Set exercise: Set down the final stretch of the data, from the line that holds "Target: green grass" through the last line, both included, with pictures left out.

○ ○ ○ ○ ○

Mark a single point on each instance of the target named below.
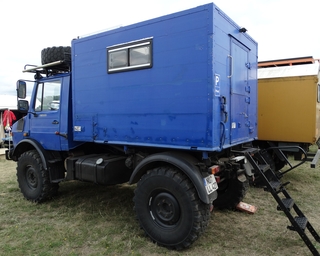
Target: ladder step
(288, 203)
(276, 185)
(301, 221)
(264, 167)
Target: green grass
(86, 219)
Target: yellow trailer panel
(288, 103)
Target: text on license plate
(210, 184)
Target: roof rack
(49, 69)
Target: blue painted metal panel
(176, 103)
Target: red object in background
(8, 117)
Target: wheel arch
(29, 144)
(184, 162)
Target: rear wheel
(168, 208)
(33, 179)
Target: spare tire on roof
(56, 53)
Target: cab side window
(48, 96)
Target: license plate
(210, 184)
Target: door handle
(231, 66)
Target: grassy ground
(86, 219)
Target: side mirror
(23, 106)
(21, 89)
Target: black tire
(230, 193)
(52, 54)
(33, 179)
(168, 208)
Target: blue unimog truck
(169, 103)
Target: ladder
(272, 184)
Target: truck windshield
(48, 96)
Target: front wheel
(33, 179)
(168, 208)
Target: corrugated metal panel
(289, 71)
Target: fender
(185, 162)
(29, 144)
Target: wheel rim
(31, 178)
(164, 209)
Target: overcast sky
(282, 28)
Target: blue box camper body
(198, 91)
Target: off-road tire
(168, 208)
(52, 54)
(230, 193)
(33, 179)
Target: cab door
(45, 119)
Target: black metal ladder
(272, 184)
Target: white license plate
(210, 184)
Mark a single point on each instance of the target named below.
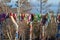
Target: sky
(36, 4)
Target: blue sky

○ ○ ○ ○ ○

Solution:
Target: green grass
(86, 219)
Target: yellow trailer panel
(288, 103)
Target: text on license plate
(210, 184)
Target: roof rack
(49, 69)
Target: blue painted metal panel
(176, 103)
Target: red object in background
(8, 117)
Target: wheel arch
(29, 144)
(184, 162)
Target: rear wheel
(168, 208)
(33, 179)
Target: spare tire on roof
(56, 53)
Target: cab side window
(48, 96)
Target: license plate
(210, 184)
Target: door handle
(231, 66)
Target: grassy ground
(86, 219)
Target: side mirror
(23, 106)
(21, 89)
Target: black tire
(230, 193)
(52, 54)
(33, 179)
(168, 208)
Target: blue unimog truck
(169, 103)
Target: ladder
(272, 184)
Target: truck windshield
(48, 96)
Target: front wheel
(33, 179)
(168, 208)
Target: corrugated metal panel
(289, 71)
Target: fender
(185, 162)
(29, 144)
Target: wheel rim
(31, 178)
(164, 209)
Target: overcast sky
(282, 28)
Target: blue box camper body
(198, 91)
Target: off-road tire
(168, 208)
(52, 54)
(230, 193)
(33, 179)
Target: cab door
(45, 119)
Target: black metal ladder
(272, 184)
Target: white license plate
(210, 184)
Mark a single point on each instance of the target named below.
Target: sky
(36, 4)
Target: blue sky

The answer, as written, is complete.